» Page text:
Jump to content

He never initiates phone calls/texts. I'm so confused!


Miss Grumpy

Recommended Posts

Hi, I'm seeing a guy whom I met on dating website 9 months ago. When we met, we exchanged a few messages and met up straight away. We had a long and intense first date and have been seeing each other every week since then. I met most of his close friends, his mum and even his nan.

 

He's very nice to me when we're are together but once we are apart, he never calls/texts me! He replies my texts and calls me back within reasonable timespan if he couldn't pick up . He said even thought of me going off with other guy drives him crazy.

 

Although we were at it all the time for the first few months, now it slowed down but still have sex at least once in one date which is once a week.

 

He once told me that he was scared to show how he felt about me and sometimes even pushed me away not to get hurt. He also said that I was the best girl he ever met and he couldn't believe how lucky he was to have me, and that I'm flawless to him. He was so emotional when he told me this he was crying.

 

BUT we are technically not in a relationship because he feels he's not ready for one due to his career/dream/lifestyle. Relationship/love is not very important for him at the moment and he doesn't want a girlfriend he says.

 

So I asked him if he wanted me to back off so he can concentrate on whatever is important for him but he couldn't give me the answer and just said he wanted me to be happy because I deserve it. He left me to choose it whether I stay or leave. He said he'd miss me a lot if we stop seeing each other but he couldn't tie me down as it'd make him feel that he's taking advantage of me.

 

I want to be with him as long as he genuinely likes me but can't help feeling unwanted for not hearing from him unless I make a move. He was always like that and I complained to him many times but he never changed. I used to try and not contacting him until he did, it took him a week to call me.

 

I'm so confused. Should I leave him alone or stick with him?

Link to comment
Share on other sites

You're not confused. You're wishing this guy wanted the same thing that you want - a relationship. But he has said he doesn't. He also has left the ball in your court to decide if you want to accept what he's telling you he's willing to give at this point. It sounds like you don't want to accept it - and you don't have to; thats what dating is all about. So throw this fish back so that you can be available to the man who WILL want a relationship with you.

» Point-labeling examples:
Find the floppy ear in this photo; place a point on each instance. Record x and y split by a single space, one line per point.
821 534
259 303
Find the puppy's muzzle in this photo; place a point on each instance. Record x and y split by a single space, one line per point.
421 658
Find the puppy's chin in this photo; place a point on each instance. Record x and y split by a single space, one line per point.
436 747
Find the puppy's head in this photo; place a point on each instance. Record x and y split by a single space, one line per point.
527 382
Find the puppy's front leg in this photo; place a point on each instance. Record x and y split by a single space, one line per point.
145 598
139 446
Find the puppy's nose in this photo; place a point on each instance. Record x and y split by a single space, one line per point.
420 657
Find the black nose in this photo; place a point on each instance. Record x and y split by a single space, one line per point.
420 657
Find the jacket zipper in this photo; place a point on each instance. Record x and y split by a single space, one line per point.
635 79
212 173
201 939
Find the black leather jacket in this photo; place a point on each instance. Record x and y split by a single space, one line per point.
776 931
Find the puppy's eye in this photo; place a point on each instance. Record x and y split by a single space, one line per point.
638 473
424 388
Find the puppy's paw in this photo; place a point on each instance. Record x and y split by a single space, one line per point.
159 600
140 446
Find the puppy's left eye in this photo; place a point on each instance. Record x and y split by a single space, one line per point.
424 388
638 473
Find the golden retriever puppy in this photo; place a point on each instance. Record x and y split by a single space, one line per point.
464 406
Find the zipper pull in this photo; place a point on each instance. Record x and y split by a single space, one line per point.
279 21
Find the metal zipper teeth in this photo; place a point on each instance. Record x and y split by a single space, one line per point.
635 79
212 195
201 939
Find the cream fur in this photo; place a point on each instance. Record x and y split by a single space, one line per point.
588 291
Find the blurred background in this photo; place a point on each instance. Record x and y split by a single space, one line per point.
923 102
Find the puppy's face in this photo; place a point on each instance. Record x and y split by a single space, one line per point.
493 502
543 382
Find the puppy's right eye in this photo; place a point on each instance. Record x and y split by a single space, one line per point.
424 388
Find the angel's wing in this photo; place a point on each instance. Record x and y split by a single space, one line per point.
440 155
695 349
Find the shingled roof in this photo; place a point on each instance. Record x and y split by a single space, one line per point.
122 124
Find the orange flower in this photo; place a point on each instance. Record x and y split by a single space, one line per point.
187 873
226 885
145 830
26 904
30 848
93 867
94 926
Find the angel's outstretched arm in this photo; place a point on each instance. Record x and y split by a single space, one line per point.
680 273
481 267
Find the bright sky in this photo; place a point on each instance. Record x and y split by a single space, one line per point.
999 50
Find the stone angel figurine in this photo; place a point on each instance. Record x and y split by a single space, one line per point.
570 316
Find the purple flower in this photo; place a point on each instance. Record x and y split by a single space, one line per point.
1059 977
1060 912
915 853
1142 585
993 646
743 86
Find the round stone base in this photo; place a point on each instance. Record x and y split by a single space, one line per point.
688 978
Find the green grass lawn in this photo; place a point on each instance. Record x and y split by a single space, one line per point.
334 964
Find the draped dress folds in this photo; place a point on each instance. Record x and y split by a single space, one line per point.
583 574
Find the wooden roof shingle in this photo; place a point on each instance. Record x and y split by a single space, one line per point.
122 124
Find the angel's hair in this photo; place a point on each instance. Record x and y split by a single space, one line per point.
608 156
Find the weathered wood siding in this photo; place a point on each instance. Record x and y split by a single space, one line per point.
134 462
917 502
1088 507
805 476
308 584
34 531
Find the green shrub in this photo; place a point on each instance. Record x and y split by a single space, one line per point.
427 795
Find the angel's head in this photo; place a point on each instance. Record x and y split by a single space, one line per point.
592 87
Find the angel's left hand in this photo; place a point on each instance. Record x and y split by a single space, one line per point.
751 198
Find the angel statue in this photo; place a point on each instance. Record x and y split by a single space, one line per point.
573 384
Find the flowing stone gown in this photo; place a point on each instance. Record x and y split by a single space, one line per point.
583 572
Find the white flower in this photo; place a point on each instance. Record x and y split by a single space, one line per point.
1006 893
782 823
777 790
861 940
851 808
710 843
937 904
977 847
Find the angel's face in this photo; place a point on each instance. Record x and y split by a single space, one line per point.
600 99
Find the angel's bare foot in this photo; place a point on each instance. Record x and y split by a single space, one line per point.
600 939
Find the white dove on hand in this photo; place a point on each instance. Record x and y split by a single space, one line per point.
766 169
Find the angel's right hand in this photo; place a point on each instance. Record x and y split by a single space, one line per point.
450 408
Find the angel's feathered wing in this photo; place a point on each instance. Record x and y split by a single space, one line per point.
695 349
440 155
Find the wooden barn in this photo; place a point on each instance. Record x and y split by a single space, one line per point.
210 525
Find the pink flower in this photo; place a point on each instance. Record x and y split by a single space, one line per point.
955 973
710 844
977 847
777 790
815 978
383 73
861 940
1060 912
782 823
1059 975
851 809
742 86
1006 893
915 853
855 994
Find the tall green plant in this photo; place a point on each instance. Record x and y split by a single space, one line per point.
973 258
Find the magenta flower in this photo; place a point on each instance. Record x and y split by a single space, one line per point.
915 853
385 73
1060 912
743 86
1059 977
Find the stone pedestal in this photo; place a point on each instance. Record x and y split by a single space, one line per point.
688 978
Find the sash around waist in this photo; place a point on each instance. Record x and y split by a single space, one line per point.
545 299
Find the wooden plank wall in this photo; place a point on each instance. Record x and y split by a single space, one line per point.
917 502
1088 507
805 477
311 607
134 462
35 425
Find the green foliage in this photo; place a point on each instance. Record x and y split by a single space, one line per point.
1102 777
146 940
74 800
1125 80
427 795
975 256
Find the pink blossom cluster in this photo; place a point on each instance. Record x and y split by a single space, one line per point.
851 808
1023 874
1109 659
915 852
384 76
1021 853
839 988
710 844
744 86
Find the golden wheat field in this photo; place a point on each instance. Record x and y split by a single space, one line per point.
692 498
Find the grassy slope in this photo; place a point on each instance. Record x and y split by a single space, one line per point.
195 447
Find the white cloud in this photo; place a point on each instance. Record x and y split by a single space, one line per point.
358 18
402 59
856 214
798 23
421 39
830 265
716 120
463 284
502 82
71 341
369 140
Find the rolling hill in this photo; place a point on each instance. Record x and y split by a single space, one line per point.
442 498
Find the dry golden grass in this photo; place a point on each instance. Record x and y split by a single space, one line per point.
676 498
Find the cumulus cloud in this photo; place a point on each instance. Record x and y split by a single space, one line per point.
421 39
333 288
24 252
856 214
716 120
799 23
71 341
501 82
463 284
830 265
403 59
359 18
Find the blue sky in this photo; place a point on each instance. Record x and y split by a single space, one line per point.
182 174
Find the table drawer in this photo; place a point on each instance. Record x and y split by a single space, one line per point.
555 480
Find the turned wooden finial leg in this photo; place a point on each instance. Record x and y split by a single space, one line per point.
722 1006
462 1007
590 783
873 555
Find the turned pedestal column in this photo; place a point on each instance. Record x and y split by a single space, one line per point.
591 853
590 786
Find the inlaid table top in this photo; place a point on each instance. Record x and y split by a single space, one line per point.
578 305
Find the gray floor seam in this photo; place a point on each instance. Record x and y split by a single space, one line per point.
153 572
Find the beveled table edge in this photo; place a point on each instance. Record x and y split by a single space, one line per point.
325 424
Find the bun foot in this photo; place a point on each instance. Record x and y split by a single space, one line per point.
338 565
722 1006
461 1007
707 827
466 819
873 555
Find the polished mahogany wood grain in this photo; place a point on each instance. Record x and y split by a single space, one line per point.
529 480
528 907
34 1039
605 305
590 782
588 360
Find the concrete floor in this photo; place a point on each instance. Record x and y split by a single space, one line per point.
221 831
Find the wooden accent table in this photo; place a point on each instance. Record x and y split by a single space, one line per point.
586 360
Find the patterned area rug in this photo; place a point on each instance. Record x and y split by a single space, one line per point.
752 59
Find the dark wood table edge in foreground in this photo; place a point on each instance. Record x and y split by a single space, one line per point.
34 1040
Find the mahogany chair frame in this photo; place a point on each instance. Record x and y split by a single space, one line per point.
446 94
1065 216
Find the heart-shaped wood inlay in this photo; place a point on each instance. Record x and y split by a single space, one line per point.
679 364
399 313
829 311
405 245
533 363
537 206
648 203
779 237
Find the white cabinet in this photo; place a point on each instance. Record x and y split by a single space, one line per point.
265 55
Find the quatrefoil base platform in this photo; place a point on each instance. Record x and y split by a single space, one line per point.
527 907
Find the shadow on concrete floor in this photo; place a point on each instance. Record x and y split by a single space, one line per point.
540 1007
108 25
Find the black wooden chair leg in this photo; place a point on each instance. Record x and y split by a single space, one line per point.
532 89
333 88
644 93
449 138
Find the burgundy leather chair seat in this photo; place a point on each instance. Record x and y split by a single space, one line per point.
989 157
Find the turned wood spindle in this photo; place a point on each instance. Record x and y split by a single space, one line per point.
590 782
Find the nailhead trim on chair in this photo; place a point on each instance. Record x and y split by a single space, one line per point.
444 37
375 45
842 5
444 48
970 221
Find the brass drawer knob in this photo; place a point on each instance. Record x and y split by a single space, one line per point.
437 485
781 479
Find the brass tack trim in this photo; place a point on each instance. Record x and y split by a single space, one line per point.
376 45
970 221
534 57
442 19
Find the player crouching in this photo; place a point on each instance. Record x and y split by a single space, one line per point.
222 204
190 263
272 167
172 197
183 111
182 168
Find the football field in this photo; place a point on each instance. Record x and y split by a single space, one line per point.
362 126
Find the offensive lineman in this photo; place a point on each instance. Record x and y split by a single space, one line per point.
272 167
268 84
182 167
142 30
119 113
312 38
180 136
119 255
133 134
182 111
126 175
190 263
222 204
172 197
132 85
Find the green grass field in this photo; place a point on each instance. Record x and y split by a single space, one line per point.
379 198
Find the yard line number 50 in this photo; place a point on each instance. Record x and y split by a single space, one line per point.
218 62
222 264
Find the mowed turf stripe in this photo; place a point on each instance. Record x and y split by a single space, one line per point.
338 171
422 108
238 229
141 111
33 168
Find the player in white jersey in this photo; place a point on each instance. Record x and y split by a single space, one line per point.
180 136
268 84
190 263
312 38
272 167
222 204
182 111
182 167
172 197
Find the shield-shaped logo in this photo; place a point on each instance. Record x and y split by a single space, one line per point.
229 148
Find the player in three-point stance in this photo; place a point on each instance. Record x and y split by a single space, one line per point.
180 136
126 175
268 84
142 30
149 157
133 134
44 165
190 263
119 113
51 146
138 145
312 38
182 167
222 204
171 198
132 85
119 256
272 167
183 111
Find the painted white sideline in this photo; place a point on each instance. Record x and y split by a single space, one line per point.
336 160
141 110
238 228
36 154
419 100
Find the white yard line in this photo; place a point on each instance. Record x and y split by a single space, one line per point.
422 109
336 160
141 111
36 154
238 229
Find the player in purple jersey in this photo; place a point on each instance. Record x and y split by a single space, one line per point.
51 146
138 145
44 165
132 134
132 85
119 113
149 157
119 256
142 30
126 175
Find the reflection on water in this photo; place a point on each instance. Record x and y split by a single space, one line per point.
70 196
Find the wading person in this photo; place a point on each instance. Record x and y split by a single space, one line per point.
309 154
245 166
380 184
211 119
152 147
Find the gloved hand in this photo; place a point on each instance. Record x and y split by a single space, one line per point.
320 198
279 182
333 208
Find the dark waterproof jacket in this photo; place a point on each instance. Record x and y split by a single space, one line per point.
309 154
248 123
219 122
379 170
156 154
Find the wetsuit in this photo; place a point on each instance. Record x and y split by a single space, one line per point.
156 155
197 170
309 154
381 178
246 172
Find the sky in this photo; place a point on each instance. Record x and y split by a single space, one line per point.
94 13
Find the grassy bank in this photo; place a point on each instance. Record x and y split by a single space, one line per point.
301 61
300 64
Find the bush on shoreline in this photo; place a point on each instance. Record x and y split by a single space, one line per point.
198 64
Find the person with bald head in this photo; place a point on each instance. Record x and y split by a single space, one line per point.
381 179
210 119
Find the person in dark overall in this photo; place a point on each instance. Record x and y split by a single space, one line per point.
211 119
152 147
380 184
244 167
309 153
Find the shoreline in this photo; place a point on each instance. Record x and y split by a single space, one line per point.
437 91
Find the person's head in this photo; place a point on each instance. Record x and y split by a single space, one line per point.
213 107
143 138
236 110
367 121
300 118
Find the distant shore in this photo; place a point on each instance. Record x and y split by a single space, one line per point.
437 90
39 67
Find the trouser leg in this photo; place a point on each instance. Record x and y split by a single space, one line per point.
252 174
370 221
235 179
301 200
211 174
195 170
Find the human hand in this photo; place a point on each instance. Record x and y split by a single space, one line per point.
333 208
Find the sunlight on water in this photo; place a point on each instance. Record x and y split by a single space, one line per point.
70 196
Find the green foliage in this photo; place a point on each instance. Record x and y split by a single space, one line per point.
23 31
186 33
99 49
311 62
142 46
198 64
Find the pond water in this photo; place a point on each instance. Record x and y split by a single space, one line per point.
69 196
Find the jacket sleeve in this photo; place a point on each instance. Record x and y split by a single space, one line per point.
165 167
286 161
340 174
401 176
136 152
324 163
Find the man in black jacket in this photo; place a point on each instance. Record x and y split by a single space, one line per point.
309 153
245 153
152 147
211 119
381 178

» Directive:
Write out the entire forum thread about the man who never calls or texts first, word for word.

» Finished answer:
Jump to content

He never initiates phone calls/texts. I'm so confused!


Miss Grumpy

Recommended Posts

Hi, I'm seeing a guy whom I met on dating website 9 months ago. When we met, we exchanged a few messages and met up straight away. We had a long and intense first date and have been seeing each other every week since then. I met most of his close friends, his mum and even his nan.

 

He's very nice to me when we're are together but once we are apart, he never calls/texts me! He replies my texts and calls me back within reasonable timespan if he couldn't pick up . He said even thought of me going off with other guy drives him crazy.

 

Although we were at it all the time for the first few months, now it slowed down but still have sex at least once in one date which is once a week.

 

He once told me that he was scared to show how he felt about me and sometimes even pushed me away not to get hurt. He also said that I was the best girl he ever met and he couldn't believe how lucky he was to have me, and that I'm flawless to him. He was so emotional when he told me this he was crying.

 

BUT we are technically not in a relationship because he feels he's not ready for one due to his career/dream/lifestyle. Relationship/love is not very important for him at the moment and he doesn't want a girlfriend he says.

 

So I asked him if he wanted me to back off so he can concentrate on whatever is important for him but he couldn't give me the answer and just said he wanted me to be happy because I deserve it. He left me to choose it whether I stay or leave. He said he'd miss me a lot if we stop seeing each other but he couldn't tie me down as it'd make him feel that he's taking advantage of me.

 

I want to be with him as long as he genuinely likes me but can't help feeling unwanted for not hearing from him unless I make a move. He was always like that and I complained to him many times but he never changed. I used to try and not contacting him until he did, it took him a week to call me.

 

I'm so confused. Should I leave him alone or stick with him?

Link to comment
Share on other sites

You're not confused. You're wishing this guy wanted the same thing that you want - a relationship. But he has said he doesn't. He also has left the ball in your court to decide if you want to accept what he's telling you he's willing to give at this point. It sounds like you don't want to accept it - and you don't have to; thats what dating is all about. So throw this fish back so that you can be available to the man who WILL want a relationship with you.